■ **PROMPT**: Extract every line of the records below that contains the string "bark", and copy each one unchanged.

■ **DATASET EXCERPTS**:
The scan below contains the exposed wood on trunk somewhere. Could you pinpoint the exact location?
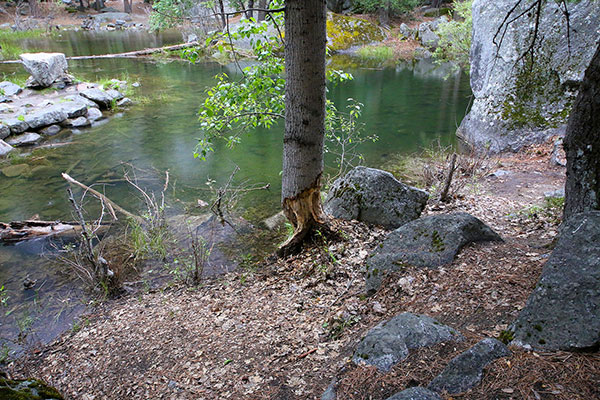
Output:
[440,153,456,203]
[0,42,198,64]
[62,173,144,224]
[278,0,327,255]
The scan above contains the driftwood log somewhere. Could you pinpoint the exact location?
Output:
[0,42,198,64]
[0,220,81,243]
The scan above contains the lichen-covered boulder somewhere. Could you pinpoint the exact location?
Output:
[427,338,511,394]
[352,313,463,372]
[25,105,67,129]
[510,211,600,351]
[387,387,442,400]
[366,213,502,293]
[457,0,600,152]
[20,53,67,88]
[0,139,14,156]
[0,81,23,96]
[0,377,63,400]
[324,167,429,228]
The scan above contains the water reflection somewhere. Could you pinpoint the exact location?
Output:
[0,32,470,356]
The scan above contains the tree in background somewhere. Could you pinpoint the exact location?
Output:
[433,0,473,72]
[564,45,600,220]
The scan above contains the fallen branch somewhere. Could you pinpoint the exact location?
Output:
[62,172,144,224]
[0,220,109,243]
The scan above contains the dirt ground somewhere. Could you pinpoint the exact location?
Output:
[7,138,600,400]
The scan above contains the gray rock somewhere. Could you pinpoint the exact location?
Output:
[56,97,88,118]
[40,125,61,136]
[387,387,442,400]
[20,53,67,87]
[366,213,502,293]
[79,88,113,110]
[63,117,92,128]
[106,89,125,101]
[0,139,14,156]
[457,0,600,152]
[87,107,103,122]
[0,81,23,96]
[0,123,10,140]
[64,94,98,108]
[324,167,429,228]
[6,132,42,147]
[2,117,29,134]
[510,211,600,351]
[427,338,511,394]
[352,313,463,372]
[25,106,67,129]
[117,97,133,107]
[93,9,131,23]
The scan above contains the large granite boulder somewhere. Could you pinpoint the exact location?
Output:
[367,213,502,293]
[325,167,429,228]
[0,81,23,96]
[25,105,67,129]
[352,313,463,372]
[20,53,67,87]
[510,211,600,351]
[0,139,14,156]
[387,387,442,400]
[457,0,600,152]
[427,338,511,394]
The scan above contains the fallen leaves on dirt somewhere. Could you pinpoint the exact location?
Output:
[5,142,600,400]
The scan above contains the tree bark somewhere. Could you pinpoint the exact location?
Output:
[563,45,600,221]
[246,0,254,19]
[256,0,268,22]
[279,0,327,255]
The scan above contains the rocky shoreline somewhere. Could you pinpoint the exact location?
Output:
[0,53,134,156]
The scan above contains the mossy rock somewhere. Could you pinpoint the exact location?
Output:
[0,378,64,400]
[327,13,385,51]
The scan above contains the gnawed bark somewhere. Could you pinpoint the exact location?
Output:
[278,0,327,255]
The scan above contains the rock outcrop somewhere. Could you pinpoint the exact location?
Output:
[427,338,511,394]
[366,213,502,293]
[324,167,429,228]
[457,0,600,152]
[20,53,67,88]
[352,313,463,372]
[510,211,600,351]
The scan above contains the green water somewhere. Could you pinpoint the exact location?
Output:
[0,32,470,356]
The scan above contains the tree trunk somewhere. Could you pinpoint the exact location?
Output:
[279,0,327,255]
[256,0,268,22]
[246,0,254,19]
[29,0,40,18]
[219,0,227,29]
[563,45,600,221]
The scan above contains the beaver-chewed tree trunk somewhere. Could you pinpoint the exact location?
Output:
[279,0,327,255]
[564,46,600,221]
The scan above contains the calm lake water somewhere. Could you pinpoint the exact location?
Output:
[0,32,471,356]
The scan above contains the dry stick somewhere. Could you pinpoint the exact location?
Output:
[440,153,456,203]
[62,172,144,224]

■ **SOLVED EXERCISE**:
The scan above contains the tree bark somewhere. Could you pinpoint the exact location?
The scan above contains the gnawed bark somewhere. Could you pinpoint the exact location?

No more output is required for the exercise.